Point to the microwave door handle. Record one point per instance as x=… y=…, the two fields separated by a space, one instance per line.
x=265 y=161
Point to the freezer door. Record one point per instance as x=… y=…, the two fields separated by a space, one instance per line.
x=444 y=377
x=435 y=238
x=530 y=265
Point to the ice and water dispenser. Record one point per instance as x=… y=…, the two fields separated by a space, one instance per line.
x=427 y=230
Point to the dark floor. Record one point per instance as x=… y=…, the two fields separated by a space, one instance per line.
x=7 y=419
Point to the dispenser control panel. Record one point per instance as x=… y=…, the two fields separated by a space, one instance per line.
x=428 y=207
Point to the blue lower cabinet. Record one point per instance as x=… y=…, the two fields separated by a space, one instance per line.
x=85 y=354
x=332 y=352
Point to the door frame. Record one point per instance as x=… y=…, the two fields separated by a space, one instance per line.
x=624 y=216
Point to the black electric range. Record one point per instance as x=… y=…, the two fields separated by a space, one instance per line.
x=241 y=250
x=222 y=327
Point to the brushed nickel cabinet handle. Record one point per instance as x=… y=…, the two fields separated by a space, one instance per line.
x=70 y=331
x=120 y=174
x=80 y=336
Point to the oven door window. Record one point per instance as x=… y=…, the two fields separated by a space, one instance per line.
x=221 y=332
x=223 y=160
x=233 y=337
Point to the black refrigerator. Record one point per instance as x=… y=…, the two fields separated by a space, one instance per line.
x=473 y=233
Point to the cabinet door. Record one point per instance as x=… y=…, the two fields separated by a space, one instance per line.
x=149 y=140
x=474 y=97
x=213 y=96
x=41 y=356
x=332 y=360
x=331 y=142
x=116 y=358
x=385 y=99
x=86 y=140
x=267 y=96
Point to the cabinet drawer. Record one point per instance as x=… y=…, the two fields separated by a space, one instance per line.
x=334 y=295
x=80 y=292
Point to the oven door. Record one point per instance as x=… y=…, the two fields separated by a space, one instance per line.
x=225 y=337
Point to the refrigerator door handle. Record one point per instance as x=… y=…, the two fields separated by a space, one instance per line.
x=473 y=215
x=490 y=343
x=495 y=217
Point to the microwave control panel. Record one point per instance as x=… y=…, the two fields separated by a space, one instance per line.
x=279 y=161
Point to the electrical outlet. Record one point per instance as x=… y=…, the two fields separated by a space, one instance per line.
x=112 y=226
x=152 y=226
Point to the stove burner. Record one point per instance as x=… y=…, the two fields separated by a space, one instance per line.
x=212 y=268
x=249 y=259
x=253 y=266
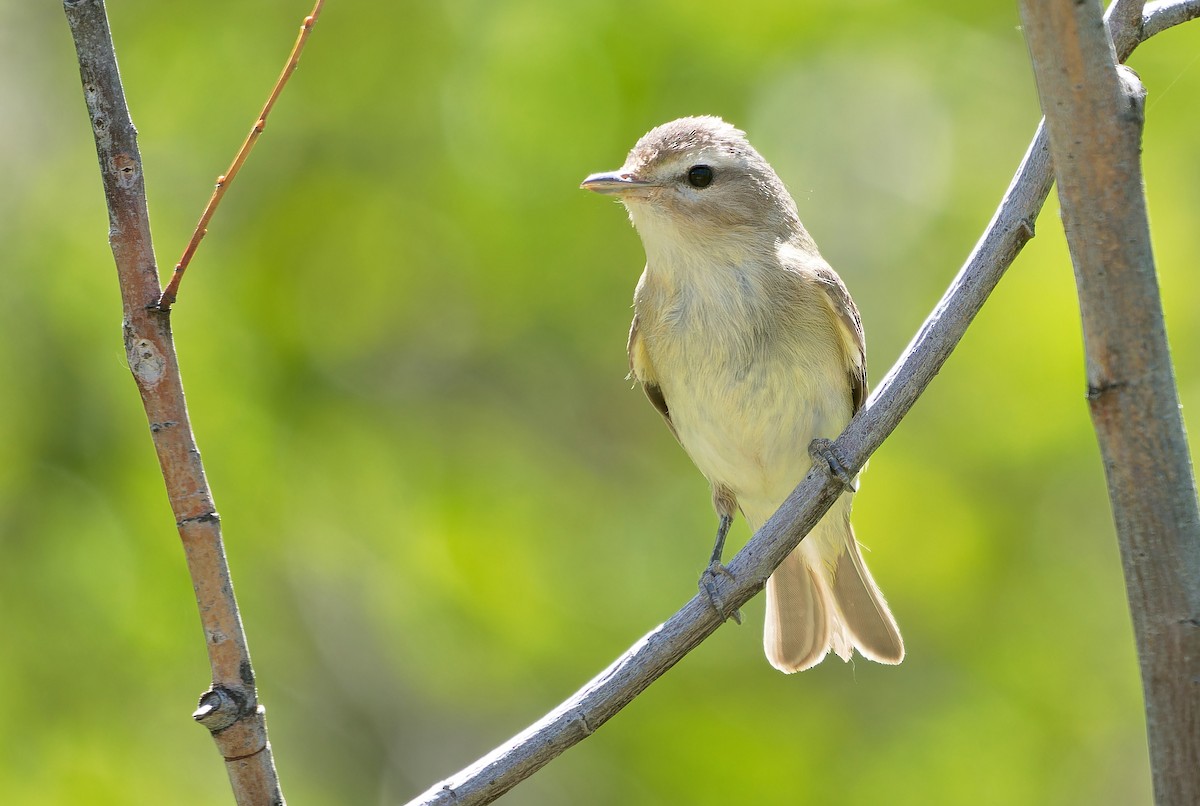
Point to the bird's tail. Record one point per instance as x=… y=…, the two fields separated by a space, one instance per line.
x=823 y=597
===============
EXERCISE AIM:
Render every line of the records above as a JSON list of strings, one string per line, with blank lines dropped. Leave the pictures out.

ANSWER IN FULL:
[
  "Point to the microwave door handle. Record one point per instance as x=… y=…, the two fields separated by a space, one instance per line.",
  "x=265 y=161",
  "Point to the freezer door. Record one point per instance as x=… y=…, the two fields separated by a space, one instance per line.",
  "x=444 y=377",
  "x=435 y=238",
  "x=530 y=265",
  "Point to the ice and water dispenser. Record one point per instance as x=… y=…, the two fields separated by a space, one instance per line.",
  "x=427 y=230",
  "Point to the dark floor. Record one point per instance as x=… y=…, the two fields separated by a space, one instance per line.",
  "x=7 y=419",
  "Point to the dispenser control panel. Record one point per instance as x=… y=…, the two fields separated by a space, one instance per line.",
  "x=428 y=207",
  "Point to the blue lower cabinet. Record one point per instance as x=… y=…, the two fields separated by a space, one instance per line.",
  "x=85 y=354",
  "x=332 y=352",
  "Point to the door frame. Record one point per instance as x=… y=…, the two fields separated by a space, one instance per line.",
  "x=624 y=216",
  "Point to the black electric range. Record one point per instance as x=… y=…, the two fields separated by a space, one instance per line.",
  "x=241 y=250",
  "x=222 y=327",
  "Point to the brushed nickel cabinet handle. Record one point per instance as x=… y=…, the two fields separated by a space, one instance per line.",
  "x=70 y=331",
  "x=120 y=174",
  "x=80 y=336",
  "Point to the oven door window. Record one point per instance as x=… y=…, the two fields separated by a space, one instance per line.",
  "x=221 y=332",
  "x=223 y=160",
  "x=233 y=337",
  "Point to the black refrigerator. Record one point per instance as x=… y=…, the two fields separated by a space, one instance per line.",
  "x=473 y=233",
  "Point to the cabinet door. Record one point per instance as x=… y=…, the two fields separated by a space, one instance per line.",
  "x=149 y=140",
  "x=474 y=97",
  "x=213 y=96",
  "x=41 y=356",
  "x=332 y=360",
  "x=331 y=142",
  "x=116 y=358",
  "x=385 y=99",
  "x=86 y=140",
  "x=267 y=96",
  "Point to the cabinet drawer. Record one point per instance as x=… y=…, the two fields separated by a space, one instance per line.",
  "x=334 y=295",
  "x=80 y=292",
  "Point to the oven door. Record one point per instance as x=… y=…, the two fields separated by a space, one instance per line.",
  "x=225 y=337",
  "Point to the refrigerator door handle. Record one point per instance as x=… y=…, the two fields separated by a space, one instance per line.",
  "x=473 y=215",
  "x=490 y=343",
  "x=495 y=217",
  "Point to the microwave control panel. Record one point per instance as x=… y=…, the two fields separated by a space, one instance per line.",
  "x=279 y=161",
  "Point to the electrical outlet. Record one point per instance as x=… y=…, the two fields separated by a space, one instance per line.",
  "x=112 y=226",
  "x=152 y=226",
  "Point to the stove burner. Record one point per instance as x=… y=…, the two fields separated by a space, one instance per line.",
  "x=212 y=268",
  "x=249 y=259",
  "x=253 y=266",
  "Point to the bird's tail. Record one point per instance as x=… y=…, the two fields separated by a space, one instance per line.",
  "x=823 y=597"
]